**Objetivo A**
Responda, a partir del texto sobre el precio del vino, estas preguntas:
(i) ¿Qué interrogante clásico resurge en los segmentos más altos de precios?
(ii) ¿Cuáles son los dos niveles que se presentan al abordar una respuesta?
(iii) ¿Qué industria ha avanzado con mucho éxito desde hace tiempo en la estrategia descrita?
**Objetivo B**
Actualice el pasaje del texto sobre el precio del vino que va de "Al abordar una" a "de la subjetividad.", sustituyendo "niveles" por "enfoques".
:: Extracto
A nivel empírico, se pueden fijar algunas pautas a la hora de evaluar
la calidad del vino y su correcta relación con el precio fijado por sus
creadores.
Y si bien en la Argentina la inflación exige una revisión constante de estos parámetros, un consumidor podrá tener su propia "banda de precios" y decir hasta cuánto está dispuesto a pagar, por ejemplo, por un vino joven, de baja concentración, cuerpo medio y sin paso por madera. O por un vino de más del tipo full bodied,
con taninos musculosos y una madera que, más allá del debate sobre su
integración, seguramente aportará una dosis de complejidad.
Sin embargo, es una realidad que, conforme se va avanzando en los segmentos más altos de precios, esos límites que tan claros eran en un comienzo para los sentidos del consumidor, se vayan desdibujando. Así, la facilidad para fijar un precio se va transformando en un ejercicio plagado de incertidumbres y fronteras difusas.
Allí es cuando resurge el clásico interrogante: "¿Por qué este vino cuesta tanto?".
Al abordar una respuesta, hay dos niveles: el de los "fríos" números, amparados por la objetividad, que trabajan sobre variables como costos y tasas de retorno. Y el, otro plano, el de la subjetividad.
En este último caso, hay terreno fértil para el debate. En general,
si la bodega piensa en la venta, deberá anticiparse a la decisión del
consumidor y especular hasta qué valor estaría dispuesto a pagar por su
vino. Sin embargo, cuando se está pensando en la construcción marca, aquí hay algo de números, pero también de ese factor subjetivo.
Sucede que, para algunas bodegas, el éxito no se define por el nivel de ventas.
Por el contrario, a medida que más se avanza en la alta gama y más espaldas financieras tienen las bodegas, vender determinados vinos puede estar supeditado a otros intereses.
La función de esas etiquetas es que funcionen como un paraguas,
que tengan un efecto derrame en el resto de su portfolio. Se trata de
una estrategia en la que han avanzado con mucho éxito desde hace tiempo
las automotrices, que tratan de ofrecer un modelo para cada instancia de la vida de sus clientes, de modo de ofrecerle una alternativa que responda al asenso en la "pirámide social".
::::
:: Datos proporcionados
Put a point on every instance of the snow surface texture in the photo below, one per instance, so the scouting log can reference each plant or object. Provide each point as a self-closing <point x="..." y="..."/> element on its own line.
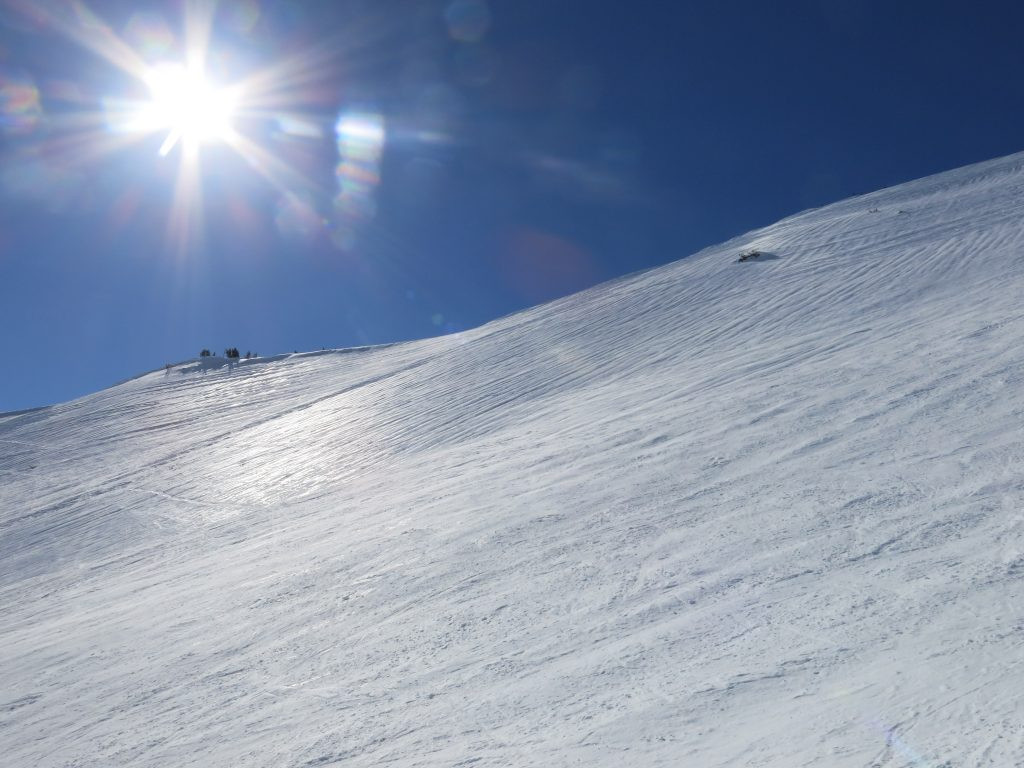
<point x="714" y="514"/>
::::
**Resultado A**
(i) "¿Por qué este vino cuesta tanto?".
(ii) El de los "fríos" números, amparados por la objetividad, que trabajan sobre variables como costos y tasas de retorno, y el plano de la subjetividad.
(iii) Las automotrices.

**Resultado B**
Al abordar una respuesta, hay dos enfoques: el de los "fríos" números, amparados por la objetividad, que trabajan sobre variables como costos y tasas de retorno. Y el, otro plano, el de la subjetividad.